■ Ejercicio escrito
Convierte las líneas siguientes en una lista JSON de cadenas, con una cadena por cada línea y sin incluir las líneas en blanco.

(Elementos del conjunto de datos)
··········

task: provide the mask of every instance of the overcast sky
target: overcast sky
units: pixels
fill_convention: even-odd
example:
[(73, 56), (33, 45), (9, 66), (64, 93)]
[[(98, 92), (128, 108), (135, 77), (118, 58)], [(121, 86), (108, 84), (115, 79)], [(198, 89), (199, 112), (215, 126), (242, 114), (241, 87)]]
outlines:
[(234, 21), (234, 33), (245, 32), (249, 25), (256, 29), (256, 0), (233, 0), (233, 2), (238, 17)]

··········

■ Respuesta al ejercicio
[
  "task: provide the mask of every instance of the overcast sky",
  "target: overcast sky",
  "units: pixels",
  "fill_convention: even-odd",
  "example:",
  "[(73, 56), (33, 45), (9, 66), (64, 93)]",
  "[[(98, 92), (128, 108), (135, 77), (118, 58)], [(121, 86), (108, 84), (115, 79)], [(198, 89), (199, 112), (215, 126), (242, 114), (241, 87)]]",
  "outlines:",
  "[(234, 21), (234, 33), (245, 32), (249, 25), (256, 29), (256, 0), (233, 0), (233, 2), (238, 17)]"
]